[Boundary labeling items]
⁂

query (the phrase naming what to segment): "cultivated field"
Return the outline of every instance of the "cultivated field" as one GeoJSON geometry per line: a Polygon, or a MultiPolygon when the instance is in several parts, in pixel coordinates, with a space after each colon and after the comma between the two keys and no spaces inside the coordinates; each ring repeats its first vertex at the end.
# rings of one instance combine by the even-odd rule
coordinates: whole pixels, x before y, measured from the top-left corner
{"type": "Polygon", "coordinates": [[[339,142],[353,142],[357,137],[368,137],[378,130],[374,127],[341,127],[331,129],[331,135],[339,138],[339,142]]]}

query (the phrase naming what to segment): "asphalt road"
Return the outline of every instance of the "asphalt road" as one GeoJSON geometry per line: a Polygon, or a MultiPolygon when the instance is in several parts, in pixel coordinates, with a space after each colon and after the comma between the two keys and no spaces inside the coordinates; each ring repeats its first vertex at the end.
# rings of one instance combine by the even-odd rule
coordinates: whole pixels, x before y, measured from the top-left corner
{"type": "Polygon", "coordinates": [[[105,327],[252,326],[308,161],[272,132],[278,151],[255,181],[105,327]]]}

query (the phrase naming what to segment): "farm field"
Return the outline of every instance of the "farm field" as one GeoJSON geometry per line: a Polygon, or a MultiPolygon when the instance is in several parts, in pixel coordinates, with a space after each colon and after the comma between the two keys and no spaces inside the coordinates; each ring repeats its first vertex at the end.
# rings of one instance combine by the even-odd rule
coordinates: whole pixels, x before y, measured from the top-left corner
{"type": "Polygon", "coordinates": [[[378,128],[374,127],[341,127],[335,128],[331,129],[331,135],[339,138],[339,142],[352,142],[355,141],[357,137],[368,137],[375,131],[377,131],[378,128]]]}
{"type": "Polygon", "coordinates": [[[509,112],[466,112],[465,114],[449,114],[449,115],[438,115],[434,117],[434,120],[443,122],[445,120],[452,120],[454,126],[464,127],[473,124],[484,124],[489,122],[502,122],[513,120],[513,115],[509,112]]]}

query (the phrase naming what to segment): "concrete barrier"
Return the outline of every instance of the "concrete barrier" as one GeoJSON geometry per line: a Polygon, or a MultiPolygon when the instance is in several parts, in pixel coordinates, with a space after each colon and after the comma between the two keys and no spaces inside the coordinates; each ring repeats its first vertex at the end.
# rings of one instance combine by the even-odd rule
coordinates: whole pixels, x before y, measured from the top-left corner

⁂

**STATED GOAL:** Return the lines above exactly, keeping every word.

**SOLUTION FOR THIS PROBLEM:**
query (the phrase naming what to segment): "cultivated field"
Return the outline of every instance of the "cultivated field" as one GeoJSON geometry per line: a Polygon, or a MultiPolygon when the instance is in several parts, in pixel coordinates, with a space after each colon and after the comma between the two keys and no spaces inside the coordinates; each ring repeats its first vertex at the end.
# rings of one instance combine by the even-odd rule
coordinates: whole pixels, x before y, measured from the top-left corner
{"type": "Polygon", "coordinates": [[[339,142],[353,142],[357,137],[368,137],[378,130],[374,127],[341,127],[331,129],[331,135],[339,138],[339,142]]]}

query (the phrase naming what to segment): "asphalt road"
Return the outline of every instance of the "asphalt road" as one GeoJSON geometry per line: a Polygon, or a MultiPolygon when the instance is in several parts, in pixel coordinates, with a space after each colon and after the comma between the two keys and no spaces inside the coordinates; each ring repeats its first vertex at the end.
# rings of one instance combine by the even-odd rule
coordinates: whole pixels, x before y, measured from the top-left corner
{"type": "Polygon", "coordinates": [[[105,327],[252,326],[308,161],[272,132],[278,151],[255,181],[105,327]]]}

query (the phrase naming what to segment): "farm field"
Return the outline of every instance of the "farm field" as one GeoJSON geometry per line: a Polygon, or a MultiPolygon when the instance is in several parts, in pixel coordinates, with a space after each colon and after the comma between the two keys and no spaces inside the coordinates; each ring repeats its first vertex at the end.
# rings of one instance combine by the even-odd rule
coordinates: whole pixels, x before y, measured from the top-left corner
{"type": "Polygon", "coordinates": [[[378,128],[374,127],[341,127],[335,128],[331,129],[331,135],[339,138],[339,142],[352,142],[355,141],[357,137],[368,137],[375,131],[377,131],[378,128]]]}
{"type": "Polygon", "coordinates": [[[509,112],[466,112],[465,114],[449,114],[449,115],[438,115],[434,117],[434,120],[443,122],[445,120],[452,120],[454,126],[464,127],[473,124],[484,124],[489,122],[502,122],[513,120],[513,115],[509,112]]]}

query (the phrase naming what to segment): "concrete barrier"
Return the outline of every instance of the "concrete barrier" as one GeoJSON geometry per line: a Polygon, or a MultiPolygon when the instance is in several parts, in pixel coordinates, with a space after each colon and after the comma between the two keys and no spaces inside the coordinates; each ring repeats its first vertex at the end.
# rings of one instance combine by the even-odd rule
coordinates: whole pixels, x before y, measured from the top-left corner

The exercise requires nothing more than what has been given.